**Da svolgere**
Secondo l'estratto del documento, a norma di quale articolo della legge fallimentare il mandato deve reputarsi risolto quando fallisce la società capogruppo?

**Estratto del documento**
┄┄┄┄┄┄
In tema di appalto di opere pubbliche stipulato da due imprese riunite in associazione temporanea, qualora intervenga il fallimento della società capogruppo, costituita "ex lege" come mandataria dell'altra, ai sensi dell'art. 23, comma ottavo, del D.Lgs. 19 dicembre 1991 n. 406, il mandato deve reputarsi risolto a norma dell'art. 78 della legge fallimentare, che non trova deroga nella disciplina di detto D.Lgs., e, conseguentemente, l'impresa mandante (essendo l'accettazione dell'opera avvenuta anteriormente alla dichiarazione di fallimento) deve reputarsi direttamente legittimata a riscuotere dall'amministrazione appaltatrice il corrispettivo per l'esecuzione dell'appalto per la quota corrispondente a quella parte dei lavori appaltati, la cui esecuzione, in base all'accordo di associazione temporanea, era di sua spettanza. Correlativamente, detta amministrazione non può eseguire il pagamento di detto corrispettivo alla curatela fallimentare dell'impresa capogruppo, che, per effetto della cessazione del mandato, non è più legittimata ad effettuare incassi in nome e per conto dell'altra associata, dovendosi, inoltre, ritenere che, qualora la curatela riceva detto pagamento, il credito dell'impresa già mandante, che agisca per ottenere dalla curatela la somma pagata dall'amministrazione appaltatrice, non debba essere fatto valere in sede concorsuale, avanti al tribunale fallimentare, ma possa esserlo avanti al giudice ordinario (nella specie l'impresa mandante aveva agito contro la curatela per ottenere l'accertamento della propria legittimazione alla riscossione del suddetto corrispettivo, nel giudizio era intervenuta l'amministrazione appaltante che aveva messo a disposizione la somma ed il giudice di merito, dopo che quello di primo grado aveva reputato improponibile l'azione, in quanto di competenza del tribunale fallimentare, ed aveva dichiarato la debenza di essa alla curatela dell'impresa mandataria, attribuendogliela, il giudice d'appello aveva, invece, in applicazione dei principi affermati dalla Suprema Corte, condannato la curatela a corrisponderla all'impresa già mandante). (massima ufficiale)
┄┄┄┄┄┄
**Record del dataset**

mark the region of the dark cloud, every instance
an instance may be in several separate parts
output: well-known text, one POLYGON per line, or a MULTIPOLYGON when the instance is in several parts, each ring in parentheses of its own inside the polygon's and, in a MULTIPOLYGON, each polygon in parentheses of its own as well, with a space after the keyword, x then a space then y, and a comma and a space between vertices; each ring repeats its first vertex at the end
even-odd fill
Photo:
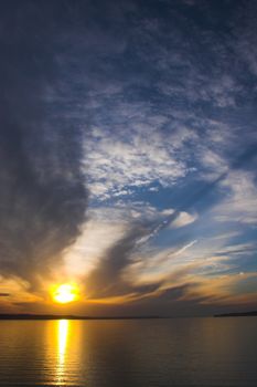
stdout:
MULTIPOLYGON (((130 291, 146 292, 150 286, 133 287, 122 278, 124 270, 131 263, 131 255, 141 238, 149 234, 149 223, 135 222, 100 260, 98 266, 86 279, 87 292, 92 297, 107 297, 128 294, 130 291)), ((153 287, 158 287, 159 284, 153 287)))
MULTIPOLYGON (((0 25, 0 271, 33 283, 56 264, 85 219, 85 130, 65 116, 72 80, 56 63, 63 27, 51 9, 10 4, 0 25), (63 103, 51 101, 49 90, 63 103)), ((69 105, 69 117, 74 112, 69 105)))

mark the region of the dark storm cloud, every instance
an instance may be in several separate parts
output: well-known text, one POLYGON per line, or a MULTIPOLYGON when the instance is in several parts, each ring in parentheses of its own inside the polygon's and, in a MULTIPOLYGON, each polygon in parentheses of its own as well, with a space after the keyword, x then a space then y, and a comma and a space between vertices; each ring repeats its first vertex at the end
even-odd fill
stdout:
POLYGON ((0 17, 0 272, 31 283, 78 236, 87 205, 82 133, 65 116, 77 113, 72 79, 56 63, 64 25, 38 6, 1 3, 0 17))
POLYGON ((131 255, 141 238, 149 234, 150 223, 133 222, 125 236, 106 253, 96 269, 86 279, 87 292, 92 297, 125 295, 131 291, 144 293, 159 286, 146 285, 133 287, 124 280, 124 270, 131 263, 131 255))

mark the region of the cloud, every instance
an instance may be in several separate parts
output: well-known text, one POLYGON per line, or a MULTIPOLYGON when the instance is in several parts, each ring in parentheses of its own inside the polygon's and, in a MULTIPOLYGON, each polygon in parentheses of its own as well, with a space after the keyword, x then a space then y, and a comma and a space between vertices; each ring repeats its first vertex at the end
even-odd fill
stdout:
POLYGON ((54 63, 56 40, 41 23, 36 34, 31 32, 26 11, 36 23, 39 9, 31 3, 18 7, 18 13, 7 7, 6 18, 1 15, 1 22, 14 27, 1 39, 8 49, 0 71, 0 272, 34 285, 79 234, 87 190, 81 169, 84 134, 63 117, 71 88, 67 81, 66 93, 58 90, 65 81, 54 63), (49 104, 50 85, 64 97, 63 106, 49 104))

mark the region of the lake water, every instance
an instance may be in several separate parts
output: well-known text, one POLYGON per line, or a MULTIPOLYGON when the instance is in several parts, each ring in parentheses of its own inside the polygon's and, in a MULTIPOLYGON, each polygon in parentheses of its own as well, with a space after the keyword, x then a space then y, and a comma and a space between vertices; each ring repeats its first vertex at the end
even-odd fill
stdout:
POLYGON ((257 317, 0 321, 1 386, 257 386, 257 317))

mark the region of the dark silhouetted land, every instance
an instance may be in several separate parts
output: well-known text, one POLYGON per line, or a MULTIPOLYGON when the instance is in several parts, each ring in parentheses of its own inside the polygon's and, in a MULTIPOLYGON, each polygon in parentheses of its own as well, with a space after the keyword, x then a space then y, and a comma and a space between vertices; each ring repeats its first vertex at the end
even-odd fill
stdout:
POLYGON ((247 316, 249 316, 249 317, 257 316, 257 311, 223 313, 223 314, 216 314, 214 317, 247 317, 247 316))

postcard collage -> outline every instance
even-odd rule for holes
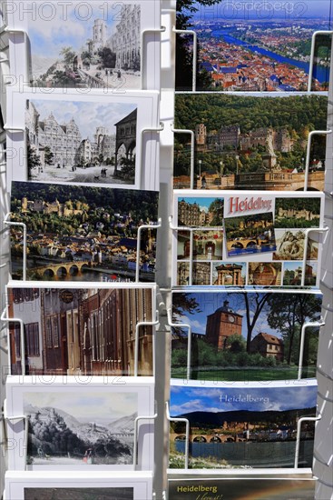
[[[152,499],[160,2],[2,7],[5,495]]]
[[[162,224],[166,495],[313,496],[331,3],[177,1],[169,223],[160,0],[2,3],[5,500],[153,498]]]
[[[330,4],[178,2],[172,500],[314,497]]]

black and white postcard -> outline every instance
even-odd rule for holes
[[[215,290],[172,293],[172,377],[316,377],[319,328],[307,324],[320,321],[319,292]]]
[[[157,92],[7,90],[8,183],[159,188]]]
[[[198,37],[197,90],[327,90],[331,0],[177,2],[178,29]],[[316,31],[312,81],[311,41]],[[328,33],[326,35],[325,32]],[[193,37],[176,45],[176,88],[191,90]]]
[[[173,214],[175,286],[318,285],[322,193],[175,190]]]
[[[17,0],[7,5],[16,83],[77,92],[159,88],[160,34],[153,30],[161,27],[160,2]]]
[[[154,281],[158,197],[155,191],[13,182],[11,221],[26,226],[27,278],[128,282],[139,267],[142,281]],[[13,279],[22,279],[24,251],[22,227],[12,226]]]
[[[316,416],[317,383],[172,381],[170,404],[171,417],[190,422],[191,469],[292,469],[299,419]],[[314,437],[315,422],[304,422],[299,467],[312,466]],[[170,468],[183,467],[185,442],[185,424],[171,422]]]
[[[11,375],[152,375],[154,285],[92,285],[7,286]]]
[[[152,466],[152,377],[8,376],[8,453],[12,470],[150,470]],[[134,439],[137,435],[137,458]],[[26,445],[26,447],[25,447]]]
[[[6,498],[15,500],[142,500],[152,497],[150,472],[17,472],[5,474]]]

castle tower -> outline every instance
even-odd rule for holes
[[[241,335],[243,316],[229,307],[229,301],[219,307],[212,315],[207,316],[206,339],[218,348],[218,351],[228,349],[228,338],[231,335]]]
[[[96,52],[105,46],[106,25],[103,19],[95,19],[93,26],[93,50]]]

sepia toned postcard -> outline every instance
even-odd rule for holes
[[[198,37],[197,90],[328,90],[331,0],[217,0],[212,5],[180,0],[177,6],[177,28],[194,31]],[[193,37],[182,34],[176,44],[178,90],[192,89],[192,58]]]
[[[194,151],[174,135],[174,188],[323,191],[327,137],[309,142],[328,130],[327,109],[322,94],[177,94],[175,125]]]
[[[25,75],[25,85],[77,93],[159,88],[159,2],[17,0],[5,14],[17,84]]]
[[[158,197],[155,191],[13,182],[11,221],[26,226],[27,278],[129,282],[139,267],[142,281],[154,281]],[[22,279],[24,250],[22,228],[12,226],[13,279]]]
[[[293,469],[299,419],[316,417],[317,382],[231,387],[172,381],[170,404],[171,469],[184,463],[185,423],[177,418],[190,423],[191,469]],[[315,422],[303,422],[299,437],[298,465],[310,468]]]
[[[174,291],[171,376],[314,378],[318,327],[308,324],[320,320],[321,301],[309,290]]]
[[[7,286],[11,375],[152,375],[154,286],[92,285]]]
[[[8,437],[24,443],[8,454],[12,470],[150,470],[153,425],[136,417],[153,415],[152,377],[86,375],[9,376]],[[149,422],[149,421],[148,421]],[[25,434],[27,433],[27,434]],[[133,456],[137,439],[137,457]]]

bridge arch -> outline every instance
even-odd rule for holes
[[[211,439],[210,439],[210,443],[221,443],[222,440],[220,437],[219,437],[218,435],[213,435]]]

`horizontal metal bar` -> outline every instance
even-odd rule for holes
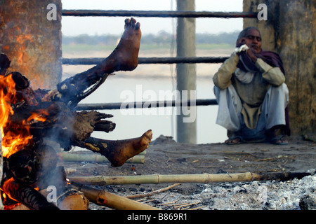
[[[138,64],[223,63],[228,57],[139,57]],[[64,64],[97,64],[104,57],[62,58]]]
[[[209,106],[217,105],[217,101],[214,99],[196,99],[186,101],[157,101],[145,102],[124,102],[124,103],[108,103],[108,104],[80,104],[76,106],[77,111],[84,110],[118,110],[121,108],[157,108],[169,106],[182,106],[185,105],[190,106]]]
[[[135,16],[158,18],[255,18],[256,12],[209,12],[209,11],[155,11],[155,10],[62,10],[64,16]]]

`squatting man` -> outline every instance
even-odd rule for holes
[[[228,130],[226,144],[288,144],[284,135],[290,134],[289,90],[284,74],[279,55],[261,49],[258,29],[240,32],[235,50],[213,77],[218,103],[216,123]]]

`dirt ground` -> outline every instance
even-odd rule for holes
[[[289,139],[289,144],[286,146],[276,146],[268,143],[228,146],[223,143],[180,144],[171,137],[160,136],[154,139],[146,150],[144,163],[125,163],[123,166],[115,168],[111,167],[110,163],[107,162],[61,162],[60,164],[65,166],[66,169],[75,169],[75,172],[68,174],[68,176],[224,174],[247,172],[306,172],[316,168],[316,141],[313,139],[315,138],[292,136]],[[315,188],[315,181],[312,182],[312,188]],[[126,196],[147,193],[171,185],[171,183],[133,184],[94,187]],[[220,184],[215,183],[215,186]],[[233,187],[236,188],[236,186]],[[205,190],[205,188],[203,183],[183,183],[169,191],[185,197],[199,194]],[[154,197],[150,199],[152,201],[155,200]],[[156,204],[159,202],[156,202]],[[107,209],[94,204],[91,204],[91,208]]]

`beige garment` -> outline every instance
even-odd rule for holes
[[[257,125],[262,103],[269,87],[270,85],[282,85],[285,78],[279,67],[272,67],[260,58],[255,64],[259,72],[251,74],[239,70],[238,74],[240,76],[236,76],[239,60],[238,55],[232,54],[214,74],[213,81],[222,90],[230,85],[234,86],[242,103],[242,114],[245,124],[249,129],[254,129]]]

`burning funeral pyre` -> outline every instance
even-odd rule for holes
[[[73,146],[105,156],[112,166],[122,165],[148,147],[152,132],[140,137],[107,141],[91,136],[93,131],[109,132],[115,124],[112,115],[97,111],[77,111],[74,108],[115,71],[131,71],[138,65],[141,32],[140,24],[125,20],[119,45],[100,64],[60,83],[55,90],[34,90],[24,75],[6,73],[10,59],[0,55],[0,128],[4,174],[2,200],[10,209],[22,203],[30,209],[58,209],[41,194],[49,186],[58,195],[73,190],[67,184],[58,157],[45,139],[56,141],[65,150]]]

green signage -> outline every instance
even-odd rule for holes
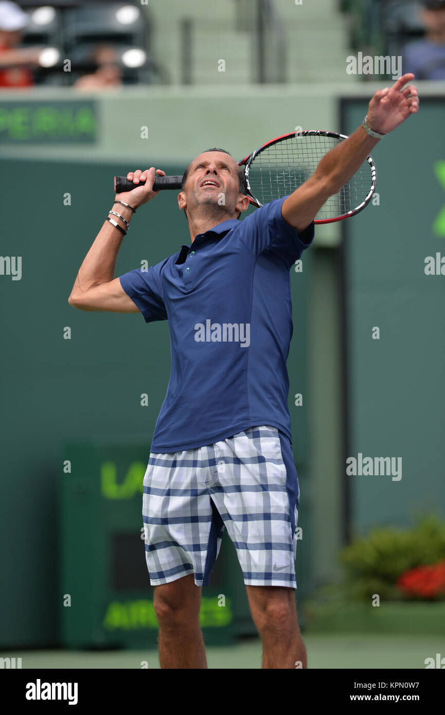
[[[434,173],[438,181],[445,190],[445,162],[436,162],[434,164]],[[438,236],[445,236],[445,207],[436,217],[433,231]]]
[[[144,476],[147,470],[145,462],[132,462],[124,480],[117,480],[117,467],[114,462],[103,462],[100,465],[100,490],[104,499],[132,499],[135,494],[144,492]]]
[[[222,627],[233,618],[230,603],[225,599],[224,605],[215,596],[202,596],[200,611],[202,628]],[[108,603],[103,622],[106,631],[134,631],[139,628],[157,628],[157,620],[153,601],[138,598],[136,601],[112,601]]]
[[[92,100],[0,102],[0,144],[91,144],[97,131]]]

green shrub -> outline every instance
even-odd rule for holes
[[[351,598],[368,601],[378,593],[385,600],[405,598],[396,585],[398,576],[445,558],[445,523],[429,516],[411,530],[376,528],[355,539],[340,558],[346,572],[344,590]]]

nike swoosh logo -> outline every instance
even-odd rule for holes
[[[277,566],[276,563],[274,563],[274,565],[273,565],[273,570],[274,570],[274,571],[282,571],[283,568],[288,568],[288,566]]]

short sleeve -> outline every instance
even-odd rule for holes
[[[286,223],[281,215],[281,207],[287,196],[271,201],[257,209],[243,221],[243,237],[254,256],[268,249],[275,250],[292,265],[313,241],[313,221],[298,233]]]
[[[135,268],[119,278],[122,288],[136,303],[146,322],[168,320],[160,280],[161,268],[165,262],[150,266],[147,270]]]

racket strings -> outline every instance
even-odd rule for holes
┄┄┄┄┄┄
**Risposta corretta**
A norma dell'art. 78 della legge fallimentare.